(Records of labeled boxes)
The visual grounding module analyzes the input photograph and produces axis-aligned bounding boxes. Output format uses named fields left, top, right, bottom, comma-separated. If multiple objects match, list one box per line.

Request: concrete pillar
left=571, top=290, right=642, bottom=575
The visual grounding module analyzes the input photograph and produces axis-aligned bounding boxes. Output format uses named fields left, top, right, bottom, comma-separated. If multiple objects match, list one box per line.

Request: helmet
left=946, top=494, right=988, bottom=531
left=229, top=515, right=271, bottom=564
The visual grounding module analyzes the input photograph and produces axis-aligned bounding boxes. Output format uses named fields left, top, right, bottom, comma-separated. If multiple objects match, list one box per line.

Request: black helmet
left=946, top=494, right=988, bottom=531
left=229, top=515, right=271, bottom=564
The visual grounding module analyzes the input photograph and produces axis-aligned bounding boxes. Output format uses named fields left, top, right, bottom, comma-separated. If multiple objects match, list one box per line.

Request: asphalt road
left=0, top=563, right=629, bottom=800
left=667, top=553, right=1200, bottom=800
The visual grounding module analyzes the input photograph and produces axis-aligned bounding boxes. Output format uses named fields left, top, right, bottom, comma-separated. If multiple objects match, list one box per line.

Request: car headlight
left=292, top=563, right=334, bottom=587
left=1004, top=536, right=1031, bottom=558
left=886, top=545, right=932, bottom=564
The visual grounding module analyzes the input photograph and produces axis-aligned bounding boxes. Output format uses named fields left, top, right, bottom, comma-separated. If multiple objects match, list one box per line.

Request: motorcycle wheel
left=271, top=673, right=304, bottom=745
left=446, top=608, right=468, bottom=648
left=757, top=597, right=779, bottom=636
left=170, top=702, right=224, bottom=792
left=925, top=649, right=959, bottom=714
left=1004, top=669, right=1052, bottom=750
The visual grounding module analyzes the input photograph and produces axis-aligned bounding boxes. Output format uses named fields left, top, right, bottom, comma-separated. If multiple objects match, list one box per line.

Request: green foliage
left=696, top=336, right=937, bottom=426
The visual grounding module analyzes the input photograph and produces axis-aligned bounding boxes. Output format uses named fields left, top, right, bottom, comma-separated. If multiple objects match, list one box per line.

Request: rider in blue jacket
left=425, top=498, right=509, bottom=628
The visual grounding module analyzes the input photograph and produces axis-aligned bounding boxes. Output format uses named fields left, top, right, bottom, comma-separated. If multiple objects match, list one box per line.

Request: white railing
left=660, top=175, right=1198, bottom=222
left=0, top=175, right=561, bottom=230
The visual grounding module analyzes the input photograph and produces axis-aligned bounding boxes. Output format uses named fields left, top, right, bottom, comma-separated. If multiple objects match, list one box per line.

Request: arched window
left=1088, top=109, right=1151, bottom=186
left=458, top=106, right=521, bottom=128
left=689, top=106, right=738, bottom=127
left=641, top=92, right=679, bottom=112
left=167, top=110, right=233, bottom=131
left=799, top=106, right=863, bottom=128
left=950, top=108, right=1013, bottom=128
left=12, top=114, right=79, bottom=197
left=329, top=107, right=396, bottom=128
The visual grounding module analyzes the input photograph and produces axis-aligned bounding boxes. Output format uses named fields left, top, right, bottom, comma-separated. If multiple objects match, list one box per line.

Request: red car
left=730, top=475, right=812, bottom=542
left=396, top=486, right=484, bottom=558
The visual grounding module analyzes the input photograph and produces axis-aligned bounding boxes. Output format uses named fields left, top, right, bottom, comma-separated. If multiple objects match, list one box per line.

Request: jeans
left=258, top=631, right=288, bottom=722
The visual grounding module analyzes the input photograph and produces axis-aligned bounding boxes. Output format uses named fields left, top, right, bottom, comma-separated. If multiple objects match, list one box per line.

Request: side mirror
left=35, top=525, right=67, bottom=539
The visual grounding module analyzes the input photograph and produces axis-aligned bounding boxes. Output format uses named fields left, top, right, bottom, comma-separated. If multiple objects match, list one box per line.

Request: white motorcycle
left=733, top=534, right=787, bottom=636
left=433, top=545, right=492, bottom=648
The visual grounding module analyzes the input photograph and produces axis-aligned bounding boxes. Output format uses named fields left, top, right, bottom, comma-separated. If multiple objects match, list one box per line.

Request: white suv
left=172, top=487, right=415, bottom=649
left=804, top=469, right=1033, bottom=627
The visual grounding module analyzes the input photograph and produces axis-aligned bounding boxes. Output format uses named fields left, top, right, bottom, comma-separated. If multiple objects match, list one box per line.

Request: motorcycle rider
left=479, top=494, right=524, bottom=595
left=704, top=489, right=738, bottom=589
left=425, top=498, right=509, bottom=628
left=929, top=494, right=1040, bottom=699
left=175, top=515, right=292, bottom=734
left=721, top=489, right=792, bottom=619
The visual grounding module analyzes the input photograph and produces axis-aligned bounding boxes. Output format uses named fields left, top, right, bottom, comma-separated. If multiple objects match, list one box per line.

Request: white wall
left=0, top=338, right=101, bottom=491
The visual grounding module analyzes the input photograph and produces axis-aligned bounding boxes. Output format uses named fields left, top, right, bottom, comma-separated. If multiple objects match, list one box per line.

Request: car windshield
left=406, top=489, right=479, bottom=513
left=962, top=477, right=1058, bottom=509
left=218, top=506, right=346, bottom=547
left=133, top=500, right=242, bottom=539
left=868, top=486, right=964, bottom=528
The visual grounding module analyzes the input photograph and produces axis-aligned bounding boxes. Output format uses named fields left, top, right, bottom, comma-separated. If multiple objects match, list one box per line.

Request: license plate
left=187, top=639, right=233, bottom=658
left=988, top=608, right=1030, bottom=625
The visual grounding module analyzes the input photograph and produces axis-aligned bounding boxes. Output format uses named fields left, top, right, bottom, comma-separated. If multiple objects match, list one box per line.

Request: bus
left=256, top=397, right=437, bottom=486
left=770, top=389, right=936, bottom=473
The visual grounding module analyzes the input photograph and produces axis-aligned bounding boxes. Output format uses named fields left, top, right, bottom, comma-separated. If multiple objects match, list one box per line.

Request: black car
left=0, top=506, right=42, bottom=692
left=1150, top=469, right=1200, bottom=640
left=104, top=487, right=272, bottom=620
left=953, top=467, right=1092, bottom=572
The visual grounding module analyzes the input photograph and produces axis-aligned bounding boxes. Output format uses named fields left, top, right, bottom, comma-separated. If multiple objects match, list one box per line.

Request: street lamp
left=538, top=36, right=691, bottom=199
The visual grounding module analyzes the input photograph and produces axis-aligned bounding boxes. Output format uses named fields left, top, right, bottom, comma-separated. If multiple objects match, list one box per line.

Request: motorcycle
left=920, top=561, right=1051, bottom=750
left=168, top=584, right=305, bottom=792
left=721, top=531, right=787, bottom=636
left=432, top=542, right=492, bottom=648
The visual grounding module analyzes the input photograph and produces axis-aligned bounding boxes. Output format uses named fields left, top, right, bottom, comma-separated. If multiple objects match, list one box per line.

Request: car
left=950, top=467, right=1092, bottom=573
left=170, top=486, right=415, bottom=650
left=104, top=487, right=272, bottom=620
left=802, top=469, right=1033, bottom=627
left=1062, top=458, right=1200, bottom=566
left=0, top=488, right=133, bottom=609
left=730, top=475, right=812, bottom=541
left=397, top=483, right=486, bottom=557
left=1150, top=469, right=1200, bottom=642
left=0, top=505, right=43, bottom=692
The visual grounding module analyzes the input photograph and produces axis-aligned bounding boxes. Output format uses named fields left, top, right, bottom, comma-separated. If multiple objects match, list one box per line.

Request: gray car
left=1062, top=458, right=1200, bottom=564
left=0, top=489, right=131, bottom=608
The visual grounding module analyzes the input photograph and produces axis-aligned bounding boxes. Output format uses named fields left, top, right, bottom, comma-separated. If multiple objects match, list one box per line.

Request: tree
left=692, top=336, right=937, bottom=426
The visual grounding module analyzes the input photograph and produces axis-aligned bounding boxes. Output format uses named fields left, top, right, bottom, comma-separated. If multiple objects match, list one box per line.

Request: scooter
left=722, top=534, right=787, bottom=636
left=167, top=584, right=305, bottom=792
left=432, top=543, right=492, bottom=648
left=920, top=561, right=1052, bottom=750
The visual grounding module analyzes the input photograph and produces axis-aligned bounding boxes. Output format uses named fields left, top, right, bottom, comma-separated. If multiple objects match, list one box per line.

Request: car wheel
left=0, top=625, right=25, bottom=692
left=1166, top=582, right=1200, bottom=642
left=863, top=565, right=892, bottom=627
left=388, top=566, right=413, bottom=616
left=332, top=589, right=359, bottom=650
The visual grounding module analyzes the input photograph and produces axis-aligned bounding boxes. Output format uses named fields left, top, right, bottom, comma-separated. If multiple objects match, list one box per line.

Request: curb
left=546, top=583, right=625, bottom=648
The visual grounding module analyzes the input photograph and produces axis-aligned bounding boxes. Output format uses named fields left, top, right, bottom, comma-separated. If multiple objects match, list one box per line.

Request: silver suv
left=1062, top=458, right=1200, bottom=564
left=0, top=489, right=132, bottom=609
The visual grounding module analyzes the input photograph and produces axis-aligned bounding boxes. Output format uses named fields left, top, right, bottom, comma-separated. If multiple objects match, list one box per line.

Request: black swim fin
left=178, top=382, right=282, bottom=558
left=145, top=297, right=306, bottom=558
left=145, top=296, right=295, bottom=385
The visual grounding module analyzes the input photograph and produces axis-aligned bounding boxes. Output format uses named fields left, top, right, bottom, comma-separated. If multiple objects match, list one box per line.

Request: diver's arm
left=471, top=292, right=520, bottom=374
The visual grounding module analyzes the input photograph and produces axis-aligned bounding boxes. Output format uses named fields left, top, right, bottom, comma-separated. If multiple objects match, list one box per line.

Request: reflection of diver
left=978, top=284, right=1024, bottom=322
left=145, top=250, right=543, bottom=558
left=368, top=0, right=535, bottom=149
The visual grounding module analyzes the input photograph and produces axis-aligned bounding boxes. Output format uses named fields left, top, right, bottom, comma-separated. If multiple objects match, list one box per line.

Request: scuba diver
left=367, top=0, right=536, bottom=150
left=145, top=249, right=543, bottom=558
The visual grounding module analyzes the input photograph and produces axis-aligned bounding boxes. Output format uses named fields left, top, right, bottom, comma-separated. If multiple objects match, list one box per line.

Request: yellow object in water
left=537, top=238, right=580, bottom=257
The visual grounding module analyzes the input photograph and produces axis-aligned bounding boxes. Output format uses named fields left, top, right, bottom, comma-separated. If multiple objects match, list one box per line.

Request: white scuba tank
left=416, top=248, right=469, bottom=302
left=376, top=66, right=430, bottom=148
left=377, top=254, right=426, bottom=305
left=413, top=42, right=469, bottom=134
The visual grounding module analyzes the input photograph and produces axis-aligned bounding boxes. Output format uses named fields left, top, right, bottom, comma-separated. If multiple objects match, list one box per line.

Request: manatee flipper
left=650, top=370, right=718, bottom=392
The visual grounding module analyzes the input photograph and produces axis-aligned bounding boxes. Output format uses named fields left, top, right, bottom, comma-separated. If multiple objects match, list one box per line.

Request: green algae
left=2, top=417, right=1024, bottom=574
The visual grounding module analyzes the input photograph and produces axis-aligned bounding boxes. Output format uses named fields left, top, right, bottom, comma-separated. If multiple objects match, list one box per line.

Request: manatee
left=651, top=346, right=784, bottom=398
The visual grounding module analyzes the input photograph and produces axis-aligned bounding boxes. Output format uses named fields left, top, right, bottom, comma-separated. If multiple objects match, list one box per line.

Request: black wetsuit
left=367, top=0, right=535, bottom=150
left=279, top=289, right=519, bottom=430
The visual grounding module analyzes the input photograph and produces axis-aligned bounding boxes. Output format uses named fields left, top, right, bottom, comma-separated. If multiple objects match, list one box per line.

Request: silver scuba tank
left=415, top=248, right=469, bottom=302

> **INSTRUCTIONS TO FOLLOW**: Copy out the entries above word for word, from the very first line through the line that contains "left=667, top=553, right=1200, bottom=800", and include that line.

> **WRITTEN ANSWER**:
The visual grounding module analyzes the input photograph and produces axis-aligned bounding boxes. Output format uses named fields left, top, right, bottom, comma-separated. If multiple objects match, list one box per line.

Request: concrete pillar
left=571, top=290, right=642, bottom=575
The visual grounding module analyzes the input photograph and produces axis-aligned bounding boxes. Output format uses named fields left, top, right, bottom, comma-separated. If multiple objects match, list one box per line.

Request: helmet
left=946, top=494, right=988, bottom=531
left=229, top=515, right=271, bottom=564
The visual grounding module analyzes the input photograph and produces axis-aligned bounding boxes. Output format uses named fields left, top, right, bottom, comma-separated. If multiple objects match, list one box per line.

Request: black helmet
left=946, top=494, right=988, bottom=531
left=229, top=515, right=271, bottom=564
The visual grounding module analyzes the input photograph and produces axis-aligned bounding boxes. Output format uses named fields left, top, right, bottom, comma-separated. If multiple objects match, list one box per line.

Request: asphalt road
left=0, top=563, right=629, bottom=800
left=667, top=553, right=1200, bottom=800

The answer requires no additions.